**The task:**
Would it be possible to quote, exactly and in full, the lines from the one with "Query: red mazda car" through the end of the entries below?

Collected data entries
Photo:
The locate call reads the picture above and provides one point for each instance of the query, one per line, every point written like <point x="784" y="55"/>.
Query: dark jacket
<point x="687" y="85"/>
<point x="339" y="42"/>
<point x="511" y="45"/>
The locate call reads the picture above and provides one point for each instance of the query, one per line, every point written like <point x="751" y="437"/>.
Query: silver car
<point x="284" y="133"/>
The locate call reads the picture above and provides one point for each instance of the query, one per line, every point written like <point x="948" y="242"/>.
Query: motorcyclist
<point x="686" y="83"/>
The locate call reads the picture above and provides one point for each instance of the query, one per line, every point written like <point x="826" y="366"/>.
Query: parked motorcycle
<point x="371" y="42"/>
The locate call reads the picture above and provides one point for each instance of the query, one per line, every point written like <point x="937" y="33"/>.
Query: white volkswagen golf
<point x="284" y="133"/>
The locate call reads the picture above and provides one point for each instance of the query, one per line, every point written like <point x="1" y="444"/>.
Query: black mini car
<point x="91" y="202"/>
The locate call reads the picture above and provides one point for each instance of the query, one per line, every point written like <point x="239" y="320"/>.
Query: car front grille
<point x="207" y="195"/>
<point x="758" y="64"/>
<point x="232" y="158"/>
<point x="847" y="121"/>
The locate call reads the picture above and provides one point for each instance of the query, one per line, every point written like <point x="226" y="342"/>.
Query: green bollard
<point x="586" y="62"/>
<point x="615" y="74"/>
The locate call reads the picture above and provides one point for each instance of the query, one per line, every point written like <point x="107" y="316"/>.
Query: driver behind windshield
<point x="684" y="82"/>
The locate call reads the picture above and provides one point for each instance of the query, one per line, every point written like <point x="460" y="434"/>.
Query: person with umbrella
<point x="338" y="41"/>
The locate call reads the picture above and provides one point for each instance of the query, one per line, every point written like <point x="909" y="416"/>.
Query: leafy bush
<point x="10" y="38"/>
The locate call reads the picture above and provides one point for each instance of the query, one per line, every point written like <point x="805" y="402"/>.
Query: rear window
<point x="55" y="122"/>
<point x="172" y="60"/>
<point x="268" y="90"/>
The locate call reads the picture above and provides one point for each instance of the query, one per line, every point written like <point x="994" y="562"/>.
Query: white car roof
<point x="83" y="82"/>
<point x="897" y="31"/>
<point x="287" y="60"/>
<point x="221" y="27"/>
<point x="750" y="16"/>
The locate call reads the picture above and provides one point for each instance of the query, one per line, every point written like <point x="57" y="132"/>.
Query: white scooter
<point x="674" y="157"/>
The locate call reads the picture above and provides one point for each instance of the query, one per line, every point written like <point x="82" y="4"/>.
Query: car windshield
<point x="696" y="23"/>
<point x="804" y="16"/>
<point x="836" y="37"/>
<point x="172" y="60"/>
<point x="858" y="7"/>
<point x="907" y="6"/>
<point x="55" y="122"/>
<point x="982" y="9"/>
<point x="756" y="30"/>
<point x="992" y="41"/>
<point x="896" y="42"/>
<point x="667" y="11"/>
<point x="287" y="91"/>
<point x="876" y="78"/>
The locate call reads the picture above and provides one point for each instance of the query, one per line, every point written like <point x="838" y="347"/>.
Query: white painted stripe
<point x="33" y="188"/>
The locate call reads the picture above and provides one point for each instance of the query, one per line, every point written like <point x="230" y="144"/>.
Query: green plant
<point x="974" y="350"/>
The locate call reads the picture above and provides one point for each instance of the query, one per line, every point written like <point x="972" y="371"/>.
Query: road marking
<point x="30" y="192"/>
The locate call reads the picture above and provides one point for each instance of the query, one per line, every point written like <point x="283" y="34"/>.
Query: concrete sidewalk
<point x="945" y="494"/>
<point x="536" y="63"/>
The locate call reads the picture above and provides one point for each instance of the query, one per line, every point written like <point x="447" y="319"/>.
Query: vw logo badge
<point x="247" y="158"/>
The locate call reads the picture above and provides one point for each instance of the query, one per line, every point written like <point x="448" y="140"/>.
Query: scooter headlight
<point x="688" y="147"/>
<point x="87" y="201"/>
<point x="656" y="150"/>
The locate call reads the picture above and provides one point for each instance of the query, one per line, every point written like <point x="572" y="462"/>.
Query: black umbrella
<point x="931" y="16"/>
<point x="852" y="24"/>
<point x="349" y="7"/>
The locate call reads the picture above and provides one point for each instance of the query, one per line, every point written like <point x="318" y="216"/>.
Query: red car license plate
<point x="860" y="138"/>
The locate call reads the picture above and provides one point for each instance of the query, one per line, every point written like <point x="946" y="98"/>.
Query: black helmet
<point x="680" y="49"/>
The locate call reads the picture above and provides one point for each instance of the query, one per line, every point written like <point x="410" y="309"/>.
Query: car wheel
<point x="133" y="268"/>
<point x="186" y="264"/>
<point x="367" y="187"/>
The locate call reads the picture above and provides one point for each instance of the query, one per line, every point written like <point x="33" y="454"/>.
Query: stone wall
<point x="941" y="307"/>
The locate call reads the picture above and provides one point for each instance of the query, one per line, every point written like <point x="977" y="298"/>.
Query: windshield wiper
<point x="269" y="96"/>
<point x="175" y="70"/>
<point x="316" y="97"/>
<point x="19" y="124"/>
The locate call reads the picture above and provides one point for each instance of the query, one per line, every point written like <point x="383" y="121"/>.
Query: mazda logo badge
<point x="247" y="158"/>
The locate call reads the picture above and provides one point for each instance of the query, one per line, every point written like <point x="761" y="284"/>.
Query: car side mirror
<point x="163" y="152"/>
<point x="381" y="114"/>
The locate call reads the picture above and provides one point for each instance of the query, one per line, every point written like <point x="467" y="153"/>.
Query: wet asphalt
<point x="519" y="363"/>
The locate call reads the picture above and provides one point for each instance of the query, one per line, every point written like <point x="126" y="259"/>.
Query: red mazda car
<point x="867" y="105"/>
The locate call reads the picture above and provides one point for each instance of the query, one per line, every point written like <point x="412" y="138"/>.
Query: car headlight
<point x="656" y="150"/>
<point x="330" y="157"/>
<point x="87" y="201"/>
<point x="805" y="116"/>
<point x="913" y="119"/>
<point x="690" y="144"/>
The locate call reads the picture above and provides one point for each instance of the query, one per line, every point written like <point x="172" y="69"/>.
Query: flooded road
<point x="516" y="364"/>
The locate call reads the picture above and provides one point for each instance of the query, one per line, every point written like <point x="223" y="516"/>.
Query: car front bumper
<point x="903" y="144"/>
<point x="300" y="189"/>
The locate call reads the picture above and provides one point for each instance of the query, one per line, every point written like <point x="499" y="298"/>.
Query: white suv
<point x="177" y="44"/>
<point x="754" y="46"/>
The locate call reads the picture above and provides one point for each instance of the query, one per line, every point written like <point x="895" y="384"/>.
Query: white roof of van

**Task response:**
Query: red mazda car
<point x="867" y="105"/>
The locate call reads the picture above and provides one point for each instance of the query, one per line, every point written like <point x="412" y="138"/>.
Query: car headlight
<point x="656" y="150"/>
<point x="330" y="157"/>
<point x="87" y="201"/>
<point x="805" y="116"/>
<point x="913" y="119"/>
<point x="690" y="144"/>
The locate call reads the picture above and provides one point for each instance of the query, one per line, every point written like <point x="172" y="69"/>.
Query: flooded road
<point x="516" y="364"/>
The locate call reads the picture above and provides one point for each instance of the query, one per line, every point written like <point x="223" y="516"/>.
Query: car front bumper
<point x="903" y="144"/>
<point x="300" y="189"/>
The locate call reads the picture above and provides one point for each instance of the query, one per line, every point written like <point x="499" y="298"/>.
Query: white suv
<point x="177" y="44"/>
<point x="754" y="46"/>
The locate call reads the picture above and provides one point for each instance of the query, one per line, every point written like <point x="895" y="384"/>.
Query: white roof of van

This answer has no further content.